Entries taken from a collection

::::::

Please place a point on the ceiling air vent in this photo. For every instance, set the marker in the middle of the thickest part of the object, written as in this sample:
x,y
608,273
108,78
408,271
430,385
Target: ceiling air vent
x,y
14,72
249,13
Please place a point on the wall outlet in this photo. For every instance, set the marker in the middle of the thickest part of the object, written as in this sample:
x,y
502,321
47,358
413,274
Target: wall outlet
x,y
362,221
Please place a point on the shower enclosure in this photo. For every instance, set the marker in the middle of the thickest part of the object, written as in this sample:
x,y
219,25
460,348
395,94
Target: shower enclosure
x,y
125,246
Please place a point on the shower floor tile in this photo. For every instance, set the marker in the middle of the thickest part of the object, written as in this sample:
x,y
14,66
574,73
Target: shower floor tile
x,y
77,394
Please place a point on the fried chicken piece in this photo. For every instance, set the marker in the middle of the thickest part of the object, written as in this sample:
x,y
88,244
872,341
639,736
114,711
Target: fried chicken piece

::::::

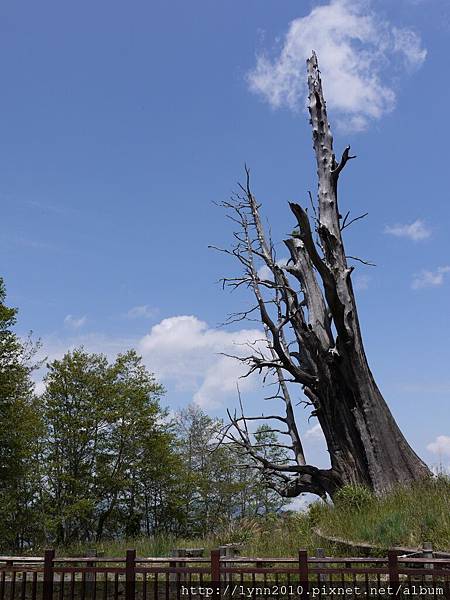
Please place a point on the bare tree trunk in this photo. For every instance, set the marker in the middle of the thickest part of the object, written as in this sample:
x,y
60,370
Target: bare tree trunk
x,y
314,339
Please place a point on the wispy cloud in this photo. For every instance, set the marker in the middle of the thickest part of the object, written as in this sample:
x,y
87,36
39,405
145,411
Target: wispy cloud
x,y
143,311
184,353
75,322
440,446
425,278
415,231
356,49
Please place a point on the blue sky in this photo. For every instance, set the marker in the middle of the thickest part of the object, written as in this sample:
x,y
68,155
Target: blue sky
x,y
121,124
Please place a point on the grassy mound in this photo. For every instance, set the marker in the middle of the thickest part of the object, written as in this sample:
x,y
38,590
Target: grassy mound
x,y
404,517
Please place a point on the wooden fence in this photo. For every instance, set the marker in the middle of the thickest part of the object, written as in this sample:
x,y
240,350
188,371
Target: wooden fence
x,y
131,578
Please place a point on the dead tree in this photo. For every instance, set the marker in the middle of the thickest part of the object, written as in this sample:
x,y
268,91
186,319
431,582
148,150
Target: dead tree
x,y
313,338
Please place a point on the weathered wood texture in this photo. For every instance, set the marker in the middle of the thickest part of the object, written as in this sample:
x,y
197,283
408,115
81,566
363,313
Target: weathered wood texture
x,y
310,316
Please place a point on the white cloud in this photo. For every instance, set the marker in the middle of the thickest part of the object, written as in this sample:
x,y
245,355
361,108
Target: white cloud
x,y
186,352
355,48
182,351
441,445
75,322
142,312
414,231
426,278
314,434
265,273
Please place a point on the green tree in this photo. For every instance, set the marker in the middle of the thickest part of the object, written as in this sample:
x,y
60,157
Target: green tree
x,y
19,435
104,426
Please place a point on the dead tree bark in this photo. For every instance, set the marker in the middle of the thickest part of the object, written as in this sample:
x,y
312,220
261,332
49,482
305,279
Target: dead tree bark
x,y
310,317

::::::

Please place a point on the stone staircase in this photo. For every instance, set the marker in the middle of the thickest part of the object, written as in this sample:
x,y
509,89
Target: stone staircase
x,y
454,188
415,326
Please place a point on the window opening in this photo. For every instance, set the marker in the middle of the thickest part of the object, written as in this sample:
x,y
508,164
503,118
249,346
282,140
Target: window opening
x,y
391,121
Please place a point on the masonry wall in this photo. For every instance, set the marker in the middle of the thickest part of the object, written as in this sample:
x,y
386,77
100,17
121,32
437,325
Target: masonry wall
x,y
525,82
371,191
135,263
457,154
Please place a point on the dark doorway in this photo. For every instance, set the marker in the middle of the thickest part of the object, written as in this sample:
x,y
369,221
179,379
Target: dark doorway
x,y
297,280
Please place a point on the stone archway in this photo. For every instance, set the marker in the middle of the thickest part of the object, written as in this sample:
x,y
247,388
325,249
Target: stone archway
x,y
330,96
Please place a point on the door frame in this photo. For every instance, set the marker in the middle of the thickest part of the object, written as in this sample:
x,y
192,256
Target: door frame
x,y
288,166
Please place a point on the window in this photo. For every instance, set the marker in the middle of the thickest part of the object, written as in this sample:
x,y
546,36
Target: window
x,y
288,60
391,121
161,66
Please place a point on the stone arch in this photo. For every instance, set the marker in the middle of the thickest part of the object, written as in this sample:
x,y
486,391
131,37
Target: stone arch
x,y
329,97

::::::

#### [Required work]
Every line above from the line with "Target: shower floor tile" to the line with "Target: fried chicken piece", inclusive, must be returned exactly; no other line belongs in the reply.

#### [Result of the exercise]
Target: shower floor tile
x,y
77,394
Please place a point on the fried chicken piece in this photo. For every instance, set the marker in the middle of the thickest part of the object, written as in this sample:
x,y
88,244
872,341
639,736
114,711
Target: fried chicken piece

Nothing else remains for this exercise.